Copy the part of the records that opens with the line containing "form [(672, 102)]." and closes with the end of the records, requests included, and scale every pixel coordinate in the answers by 1.5, rounding to whole numbers with halves going up. Leave the numbers in the requests and their format samples as they are.

* **Records for the task**:
........
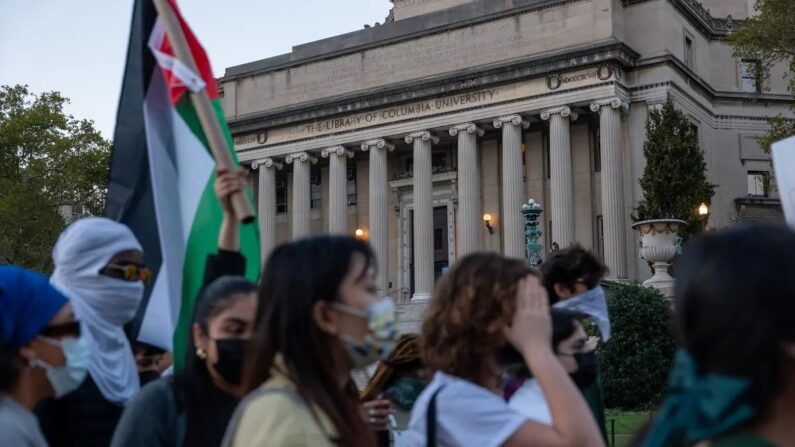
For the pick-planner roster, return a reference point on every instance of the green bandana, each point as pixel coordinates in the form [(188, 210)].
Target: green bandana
[(698, 407), (404, 391)]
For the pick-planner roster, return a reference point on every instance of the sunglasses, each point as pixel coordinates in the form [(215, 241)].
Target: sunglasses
[(131, 272), (71, 329)]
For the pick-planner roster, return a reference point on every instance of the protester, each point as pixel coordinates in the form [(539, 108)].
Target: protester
[(733, 379), (151, 361), (571, 277), (319, 317), (99, 267), (576, 353), (193, 407), (397, 382), (41, 353), (486, 302)]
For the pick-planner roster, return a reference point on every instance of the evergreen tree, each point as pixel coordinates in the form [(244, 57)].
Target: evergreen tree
[(674, 182)]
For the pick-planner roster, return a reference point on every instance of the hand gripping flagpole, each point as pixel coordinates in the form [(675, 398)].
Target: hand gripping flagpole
[(204, 109)]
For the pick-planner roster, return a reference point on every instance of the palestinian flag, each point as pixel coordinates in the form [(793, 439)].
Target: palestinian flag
[(161, 179)]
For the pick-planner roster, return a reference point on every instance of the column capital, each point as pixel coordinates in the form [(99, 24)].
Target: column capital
[(613, 102), (466, 127), (266, 162), (378, 143), (563, 111), (300, 156), (337, 150), (514, 120), (423, 135), (655, 104)]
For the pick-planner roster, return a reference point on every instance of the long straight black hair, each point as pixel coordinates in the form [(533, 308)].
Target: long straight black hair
[(296, 277), (207, 408), (735, 300)]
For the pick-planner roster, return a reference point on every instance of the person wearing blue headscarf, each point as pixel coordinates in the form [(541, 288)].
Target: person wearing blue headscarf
[(41, 354)]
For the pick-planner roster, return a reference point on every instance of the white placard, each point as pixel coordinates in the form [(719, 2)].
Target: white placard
[(784, 164)]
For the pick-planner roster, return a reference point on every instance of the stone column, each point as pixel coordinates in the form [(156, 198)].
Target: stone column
[(338, 197), (266, 208), (423, 214), (512, 184), (613, 211), (301, 162), (379, 217), (561, 177), (468, 187)]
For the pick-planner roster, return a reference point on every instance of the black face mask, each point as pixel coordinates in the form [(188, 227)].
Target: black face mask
[(148, 376), (230, 359), (587, 369)]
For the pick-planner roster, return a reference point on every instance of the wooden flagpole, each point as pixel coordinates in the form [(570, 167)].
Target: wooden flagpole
[(204, 109)]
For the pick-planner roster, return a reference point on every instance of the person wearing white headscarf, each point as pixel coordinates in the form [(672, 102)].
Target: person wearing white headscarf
[(90, 258)]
........
* **Final answer**:
For the pick-planner roster, return a reference point on every instance of the person wearing white headscarf, each point as pixel coordinates in the form [(672, 102)].
Target: person wearing white headscarf
[(135, 387)]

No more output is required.